* Jobs *
(1) Name every function in the stack trace in the fuse discussion, leaving out the offsets.
(2) Rewrite the stretch of the fuse discussion from "So in this case" through "accessing fuse filesystem?", substituting "task" for "thread".
(3) Carry on the fuse discussion from its last sentence.

* Page excerpt *
So in this case single process is client as well as server. IOW, one
thread is fuse server servicing fuse requests and other thread is fuse
client accessing fuse filesystem?

> since the thread has a copy of
> the fd table with an fd pointing to the same fuse device, the reference
> count isn't decremented to zero in fuse_dev_release(), and the task hangs
> forever.

So why did fuse server thread stop responding to fuse messages. Why
did it not complete flush.

Is it something to do with this init process dying in pid namespace
and it killed that fuse server thread. But it could not kill another
thread because it is in unkillable wait.

> 
> Tasks can be aborted via fusectl's abort file, so all is not lost. However,
> this does wreak havoc in containers which mounted a fuse filesystem with
> this state. If the init pid exits (or crashes), the kernel tries to clean
> up the pidns:
> 
> $ sudo cat /proc/1528591/stack
> [<0>] do_wait+0x156/0x2f0
> [<0>] kernel_wait4+0x8d/0x140
> [<0>] zap_pid_ns_processes+0x104/0x180
> [<0>] do_exit+0xa41/0xb80
> [<0>] do_group_exit+0x3a/0xa0
> [<0>] __x64_sys_exit_group+0x14/0x20
> [<0>] do_syscall_64+0x37/0xb0
> [<0>] entry_SYSCALL_64_after_hwframe+0x44/0xae
> 
> but hangs forever. This unkillable wait seems unfortunate, so I tried the
> obvious thing of changing it to a killable wait:

BTW, unkillable wait happens on ly fc->no_interrupt = 1. And this seems
to be set only if server probably some previous interrupt request
returned -ENOSYS.

fuse_dev_do_write() {
                else if (oh.error == -ENOSYS)
                        fc->no_interrupt = 1;
}

So a simple workaround might be for server to implement support for
interrupting requests.

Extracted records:
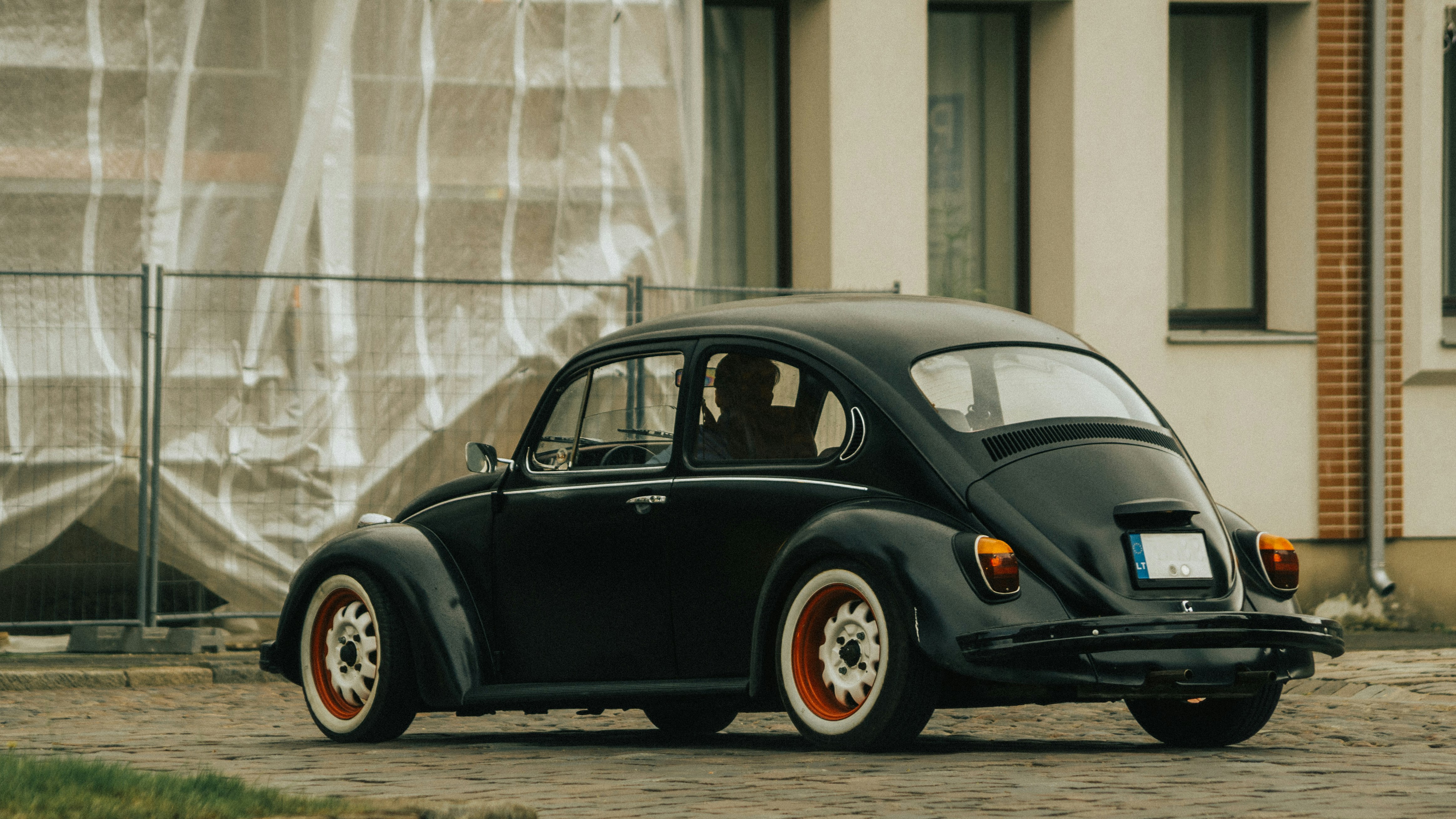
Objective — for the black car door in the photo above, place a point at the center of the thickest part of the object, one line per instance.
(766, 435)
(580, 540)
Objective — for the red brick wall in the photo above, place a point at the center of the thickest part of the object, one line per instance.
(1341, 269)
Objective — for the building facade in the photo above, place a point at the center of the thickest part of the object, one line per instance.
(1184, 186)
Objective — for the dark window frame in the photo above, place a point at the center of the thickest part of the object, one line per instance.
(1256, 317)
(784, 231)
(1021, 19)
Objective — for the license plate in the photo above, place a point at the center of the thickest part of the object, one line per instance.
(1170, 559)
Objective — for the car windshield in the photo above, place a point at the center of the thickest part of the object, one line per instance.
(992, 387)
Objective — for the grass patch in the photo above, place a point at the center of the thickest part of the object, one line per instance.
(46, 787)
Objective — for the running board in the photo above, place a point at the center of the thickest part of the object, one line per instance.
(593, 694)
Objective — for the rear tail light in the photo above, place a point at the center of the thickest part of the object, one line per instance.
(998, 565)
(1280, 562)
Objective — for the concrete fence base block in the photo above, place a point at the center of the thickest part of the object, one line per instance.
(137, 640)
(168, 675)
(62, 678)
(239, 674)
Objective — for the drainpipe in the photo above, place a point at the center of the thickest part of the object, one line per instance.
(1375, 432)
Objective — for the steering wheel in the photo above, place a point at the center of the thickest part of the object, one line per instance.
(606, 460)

* In response *
(1) do_wait, kernel_wait4, zap_pid_ns_processes, do_exit, do_group_exit, __x64_sys_exit_group, do_syscall_64, entry_SYSCALL_64_after_hwframe

(2)
So in this case single process is client as well as server. IOW, one
task is fuse server servicing fuse requests and other task is fuse
client accessing fuse filesystem?

(3)
Having said that, this does sounds like a problem and probably should
be fixed at kernel level.

> 
> diff --git a/fs/fuse/dev.c b/fs/fuse/dev.c
> index 0e537e580dc1..c604dfcaec26 100644
> --- a/fs/fuse/dev.c
> +++ b/fs/fuse/dev.c
> @@ -297,7 +297,6 @@ void fuse_request_end(struct fuse_req *req)
>  		spin_unlock(&fiq->lock);
>  	}
>  	WARN_ON(test_bit(FR_PENDING, &req->flags));
> -	WARN_ON(test_bit(FR_SENT, &req->flags));
>  	if (test_bit(FR_BACKGROUND, &req->flags)) {
>  		spin_lock(&fc->bg_lock);
>  		clear_bit(FR_BACKGROUND, &req->flags);
> @@ -381,30 +380,33 @@ static void request_wait_answer(struct fuse_req *req)
>  			queue_interrupt(req);
>  	}
>  
> -	if (!test_bit(FR_FORCE, &req->flags)) {
> -		/* Only fatal signals may interrupt this */
> -		err = wait_event_killable(req->waitq,
> -					test_bit(FR_FINISHED, &req->flags));
> -		if (!err)
> -			return;
> +	/* Only fatal signals may interrupt this */
> +	err = wait_event_killable(req->waitq,
> +				test_bit(FR_FINISHED, &req->flags));

Trying to do a fatal signal killable wait sounds reasonable. But I am
not sure about the history.

- Why FORCE requests can't do killable wait.
- Why flush needs to have FORCE flag set.

> +	if (!err)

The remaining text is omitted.